Problem - Select and copy every line in the rows below that contains the word "woman", matching case exactly.

Data extract -
== == ==

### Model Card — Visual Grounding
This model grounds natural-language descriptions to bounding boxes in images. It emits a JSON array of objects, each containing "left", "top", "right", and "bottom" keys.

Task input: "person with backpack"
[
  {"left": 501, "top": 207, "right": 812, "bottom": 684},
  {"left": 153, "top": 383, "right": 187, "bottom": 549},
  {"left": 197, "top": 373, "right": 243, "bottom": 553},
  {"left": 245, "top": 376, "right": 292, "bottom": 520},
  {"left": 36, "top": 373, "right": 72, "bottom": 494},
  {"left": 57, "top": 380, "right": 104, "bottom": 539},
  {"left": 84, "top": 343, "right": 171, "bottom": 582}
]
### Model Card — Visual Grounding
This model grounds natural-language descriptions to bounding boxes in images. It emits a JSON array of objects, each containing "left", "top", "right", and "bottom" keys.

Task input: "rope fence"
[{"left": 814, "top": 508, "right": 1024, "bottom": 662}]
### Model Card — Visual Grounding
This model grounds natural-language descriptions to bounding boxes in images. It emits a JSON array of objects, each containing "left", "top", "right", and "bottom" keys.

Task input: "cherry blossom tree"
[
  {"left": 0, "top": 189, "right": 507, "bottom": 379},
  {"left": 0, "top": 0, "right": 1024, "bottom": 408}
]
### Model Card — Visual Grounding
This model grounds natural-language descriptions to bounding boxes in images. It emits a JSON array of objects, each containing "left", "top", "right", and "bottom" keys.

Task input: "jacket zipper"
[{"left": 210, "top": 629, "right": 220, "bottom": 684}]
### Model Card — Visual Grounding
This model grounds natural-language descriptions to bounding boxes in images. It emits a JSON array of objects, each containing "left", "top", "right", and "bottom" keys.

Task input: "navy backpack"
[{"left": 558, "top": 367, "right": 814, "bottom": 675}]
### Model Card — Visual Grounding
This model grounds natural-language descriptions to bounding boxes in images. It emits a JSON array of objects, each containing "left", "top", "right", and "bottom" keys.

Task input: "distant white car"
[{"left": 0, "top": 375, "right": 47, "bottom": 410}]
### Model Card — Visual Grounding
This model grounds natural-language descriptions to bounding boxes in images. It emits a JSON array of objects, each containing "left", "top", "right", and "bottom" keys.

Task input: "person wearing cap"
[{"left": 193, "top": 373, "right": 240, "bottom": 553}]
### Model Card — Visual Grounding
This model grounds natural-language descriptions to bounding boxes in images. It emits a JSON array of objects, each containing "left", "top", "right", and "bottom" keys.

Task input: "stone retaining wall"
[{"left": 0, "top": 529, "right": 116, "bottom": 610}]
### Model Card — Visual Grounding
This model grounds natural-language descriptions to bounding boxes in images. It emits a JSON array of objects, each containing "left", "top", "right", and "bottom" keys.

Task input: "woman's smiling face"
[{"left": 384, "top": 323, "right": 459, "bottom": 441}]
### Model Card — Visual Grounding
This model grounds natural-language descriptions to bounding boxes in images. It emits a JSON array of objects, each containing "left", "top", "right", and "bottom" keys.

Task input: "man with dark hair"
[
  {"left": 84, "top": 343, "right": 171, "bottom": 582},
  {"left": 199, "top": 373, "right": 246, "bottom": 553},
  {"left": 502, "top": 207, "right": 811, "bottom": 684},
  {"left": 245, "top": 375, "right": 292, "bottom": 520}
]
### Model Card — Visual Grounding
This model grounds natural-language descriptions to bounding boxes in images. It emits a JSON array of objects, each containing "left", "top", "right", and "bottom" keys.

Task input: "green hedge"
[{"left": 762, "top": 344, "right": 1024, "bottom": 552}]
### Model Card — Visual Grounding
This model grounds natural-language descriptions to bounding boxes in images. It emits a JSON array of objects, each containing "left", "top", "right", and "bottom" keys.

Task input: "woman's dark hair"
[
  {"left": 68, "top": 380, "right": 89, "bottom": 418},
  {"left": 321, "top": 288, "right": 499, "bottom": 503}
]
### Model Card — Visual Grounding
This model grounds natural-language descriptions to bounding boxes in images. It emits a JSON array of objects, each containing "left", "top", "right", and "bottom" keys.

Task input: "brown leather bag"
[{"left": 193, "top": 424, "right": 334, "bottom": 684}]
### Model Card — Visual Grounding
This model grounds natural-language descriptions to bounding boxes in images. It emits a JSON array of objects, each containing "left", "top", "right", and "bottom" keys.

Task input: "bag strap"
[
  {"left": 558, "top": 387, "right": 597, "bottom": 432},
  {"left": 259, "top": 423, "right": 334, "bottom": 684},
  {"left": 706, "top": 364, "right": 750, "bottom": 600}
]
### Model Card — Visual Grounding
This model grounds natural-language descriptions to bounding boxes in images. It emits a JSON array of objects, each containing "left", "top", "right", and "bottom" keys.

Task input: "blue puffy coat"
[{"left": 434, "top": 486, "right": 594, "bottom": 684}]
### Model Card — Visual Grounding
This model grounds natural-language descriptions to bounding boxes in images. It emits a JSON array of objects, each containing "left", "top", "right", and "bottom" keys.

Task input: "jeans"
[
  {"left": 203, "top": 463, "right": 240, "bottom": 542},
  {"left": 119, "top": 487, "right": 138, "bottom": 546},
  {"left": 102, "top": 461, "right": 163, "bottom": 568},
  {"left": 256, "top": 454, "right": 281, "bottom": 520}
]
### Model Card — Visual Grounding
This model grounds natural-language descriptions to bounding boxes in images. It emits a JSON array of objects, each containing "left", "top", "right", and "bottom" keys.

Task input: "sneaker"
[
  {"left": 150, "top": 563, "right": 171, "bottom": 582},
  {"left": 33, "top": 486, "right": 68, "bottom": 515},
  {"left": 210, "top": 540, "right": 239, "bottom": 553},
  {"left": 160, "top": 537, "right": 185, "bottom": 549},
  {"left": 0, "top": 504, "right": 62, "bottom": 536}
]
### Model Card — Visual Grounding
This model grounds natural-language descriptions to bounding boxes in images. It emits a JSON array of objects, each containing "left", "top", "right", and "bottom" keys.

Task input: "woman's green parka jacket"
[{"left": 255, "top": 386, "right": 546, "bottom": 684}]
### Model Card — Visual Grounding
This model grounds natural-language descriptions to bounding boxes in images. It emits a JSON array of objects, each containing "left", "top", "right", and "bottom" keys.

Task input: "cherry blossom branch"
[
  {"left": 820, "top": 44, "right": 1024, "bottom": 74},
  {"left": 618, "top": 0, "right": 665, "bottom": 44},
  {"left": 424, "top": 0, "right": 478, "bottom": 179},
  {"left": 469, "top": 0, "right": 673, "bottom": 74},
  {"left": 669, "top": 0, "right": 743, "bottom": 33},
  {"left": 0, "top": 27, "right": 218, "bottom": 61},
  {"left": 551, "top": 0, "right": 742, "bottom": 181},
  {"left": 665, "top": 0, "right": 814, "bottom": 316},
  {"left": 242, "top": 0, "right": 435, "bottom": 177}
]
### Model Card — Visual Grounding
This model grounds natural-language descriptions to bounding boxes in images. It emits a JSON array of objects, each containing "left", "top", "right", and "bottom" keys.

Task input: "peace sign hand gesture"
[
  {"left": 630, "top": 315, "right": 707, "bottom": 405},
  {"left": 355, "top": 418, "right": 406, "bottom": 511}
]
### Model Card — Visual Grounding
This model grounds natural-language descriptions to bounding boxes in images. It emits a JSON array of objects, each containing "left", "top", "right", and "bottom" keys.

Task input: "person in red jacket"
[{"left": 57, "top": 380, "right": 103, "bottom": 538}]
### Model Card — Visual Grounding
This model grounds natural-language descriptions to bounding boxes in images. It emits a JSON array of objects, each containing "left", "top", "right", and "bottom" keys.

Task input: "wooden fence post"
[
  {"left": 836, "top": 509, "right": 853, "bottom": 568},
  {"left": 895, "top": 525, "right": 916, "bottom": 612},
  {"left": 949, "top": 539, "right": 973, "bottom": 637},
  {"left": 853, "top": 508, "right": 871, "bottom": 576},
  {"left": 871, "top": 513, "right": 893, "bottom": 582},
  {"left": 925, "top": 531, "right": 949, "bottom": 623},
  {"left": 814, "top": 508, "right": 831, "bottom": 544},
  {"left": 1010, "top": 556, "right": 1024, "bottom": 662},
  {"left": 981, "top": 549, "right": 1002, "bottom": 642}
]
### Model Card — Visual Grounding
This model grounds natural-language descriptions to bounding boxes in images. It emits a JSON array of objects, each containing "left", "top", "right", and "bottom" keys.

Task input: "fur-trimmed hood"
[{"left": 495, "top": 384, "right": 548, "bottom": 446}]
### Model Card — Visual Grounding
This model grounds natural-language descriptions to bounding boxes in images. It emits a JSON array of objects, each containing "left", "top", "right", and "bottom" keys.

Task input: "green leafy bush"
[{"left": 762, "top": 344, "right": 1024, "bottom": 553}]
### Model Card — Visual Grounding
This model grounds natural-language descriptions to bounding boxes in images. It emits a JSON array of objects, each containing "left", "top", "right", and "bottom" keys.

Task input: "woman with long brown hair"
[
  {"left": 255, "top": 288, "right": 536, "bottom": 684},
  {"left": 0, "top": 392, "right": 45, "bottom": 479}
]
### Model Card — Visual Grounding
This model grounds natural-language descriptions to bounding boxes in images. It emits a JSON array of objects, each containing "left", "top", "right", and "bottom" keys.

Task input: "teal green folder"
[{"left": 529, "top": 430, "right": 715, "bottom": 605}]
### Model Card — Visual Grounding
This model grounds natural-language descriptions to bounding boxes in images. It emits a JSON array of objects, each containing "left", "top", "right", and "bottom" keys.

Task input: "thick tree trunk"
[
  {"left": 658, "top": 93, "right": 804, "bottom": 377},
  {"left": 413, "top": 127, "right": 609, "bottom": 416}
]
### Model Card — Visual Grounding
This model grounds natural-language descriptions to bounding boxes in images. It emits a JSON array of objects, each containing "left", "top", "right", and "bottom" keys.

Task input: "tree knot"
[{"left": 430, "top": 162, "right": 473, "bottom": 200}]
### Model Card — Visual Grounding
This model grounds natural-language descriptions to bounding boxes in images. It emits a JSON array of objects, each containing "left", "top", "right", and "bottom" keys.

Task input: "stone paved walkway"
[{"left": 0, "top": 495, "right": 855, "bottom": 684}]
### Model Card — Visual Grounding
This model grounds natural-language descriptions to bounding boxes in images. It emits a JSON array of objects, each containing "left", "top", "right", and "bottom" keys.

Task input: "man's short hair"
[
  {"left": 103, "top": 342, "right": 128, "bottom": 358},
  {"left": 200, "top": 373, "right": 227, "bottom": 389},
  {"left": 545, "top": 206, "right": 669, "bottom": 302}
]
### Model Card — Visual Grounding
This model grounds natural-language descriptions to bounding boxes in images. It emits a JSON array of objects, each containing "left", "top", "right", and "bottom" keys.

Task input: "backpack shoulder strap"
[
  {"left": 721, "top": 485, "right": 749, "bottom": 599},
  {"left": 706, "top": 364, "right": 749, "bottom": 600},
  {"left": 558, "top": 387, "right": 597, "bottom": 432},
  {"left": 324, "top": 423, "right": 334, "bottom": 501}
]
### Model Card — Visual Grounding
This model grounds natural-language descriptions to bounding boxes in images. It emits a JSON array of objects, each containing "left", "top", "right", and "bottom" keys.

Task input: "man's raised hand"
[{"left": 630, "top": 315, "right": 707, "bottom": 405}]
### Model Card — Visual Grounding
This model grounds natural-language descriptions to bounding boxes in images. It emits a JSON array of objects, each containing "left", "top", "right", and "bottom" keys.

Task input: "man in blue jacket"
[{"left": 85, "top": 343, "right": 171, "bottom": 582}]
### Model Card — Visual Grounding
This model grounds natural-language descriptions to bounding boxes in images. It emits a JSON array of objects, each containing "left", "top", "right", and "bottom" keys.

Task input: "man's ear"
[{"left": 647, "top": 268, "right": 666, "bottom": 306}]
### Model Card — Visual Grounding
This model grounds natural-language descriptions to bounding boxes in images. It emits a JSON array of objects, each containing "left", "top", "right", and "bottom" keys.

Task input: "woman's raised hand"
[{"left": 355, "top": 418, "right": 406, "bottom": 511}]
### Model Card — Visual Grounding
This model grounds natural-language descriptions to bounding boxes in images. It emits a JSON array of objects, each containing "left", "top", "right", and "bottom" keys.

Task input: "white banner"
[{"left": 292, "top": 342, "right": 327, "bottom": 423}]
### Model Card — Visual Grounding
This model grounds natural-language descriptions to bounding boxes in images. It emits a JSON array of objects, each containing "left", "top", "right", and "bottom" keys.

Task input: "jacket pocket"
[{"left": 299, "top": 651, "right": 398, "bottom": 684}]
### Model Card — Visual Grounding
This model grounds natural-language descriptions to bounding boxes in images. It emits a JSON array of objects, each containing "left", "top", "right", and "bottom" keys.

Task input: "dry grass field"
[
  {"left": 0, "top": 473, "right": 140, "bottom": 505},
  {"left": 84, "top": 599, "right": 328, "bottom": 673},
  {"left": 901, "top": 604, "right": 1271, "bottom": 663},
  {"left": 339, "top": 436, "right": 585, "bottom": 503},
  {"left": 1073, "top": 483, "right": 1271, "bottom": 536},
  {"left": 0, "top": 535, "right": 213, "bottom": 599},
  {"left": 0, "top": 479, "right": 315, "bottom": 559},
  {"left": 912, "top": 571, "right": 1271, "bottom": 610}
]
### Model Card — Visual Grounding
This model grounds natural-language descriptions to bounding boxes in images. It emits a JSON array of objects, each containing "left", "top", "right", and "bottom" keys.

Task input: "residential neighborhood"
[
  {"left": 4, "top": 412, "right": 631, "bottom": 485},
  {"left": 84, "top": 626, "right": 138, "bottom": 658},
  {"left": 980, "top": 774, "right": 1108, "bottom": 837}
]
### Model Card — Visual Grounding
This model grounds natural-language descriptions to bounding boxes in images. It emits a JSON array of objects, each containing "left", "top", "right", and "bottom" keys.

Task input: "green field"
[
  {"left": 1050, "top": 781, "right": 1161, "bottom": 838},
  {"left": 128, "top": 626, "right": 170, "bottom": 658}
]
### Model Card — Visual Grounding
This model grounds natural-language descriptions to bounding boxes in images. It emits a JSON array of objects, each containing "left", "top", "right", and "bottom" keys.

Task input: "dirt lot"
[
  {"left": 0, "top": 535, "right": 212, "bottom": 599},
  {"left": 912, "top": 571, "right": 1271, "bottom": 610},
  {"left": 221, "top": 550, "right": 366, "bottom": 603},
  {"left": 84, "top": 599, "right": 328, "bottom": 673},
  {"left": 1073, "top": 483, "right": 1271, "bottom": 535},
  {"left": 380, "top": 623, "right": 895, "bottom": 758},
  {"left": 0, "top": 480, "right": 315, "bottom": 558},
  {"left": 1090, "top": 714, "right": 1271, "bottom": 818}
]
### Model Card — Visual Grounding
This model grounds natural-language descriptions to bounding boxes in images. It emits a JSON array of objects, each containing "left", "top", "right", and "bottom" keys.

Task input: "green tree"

== == ==

Full solution -
Task input: "woman's smiling face"
Task input: "woman's dark hair"
Task input: "woman's green parka jacket"
Task input: "woman with long brown hair"
Task input: "woman's raised hand"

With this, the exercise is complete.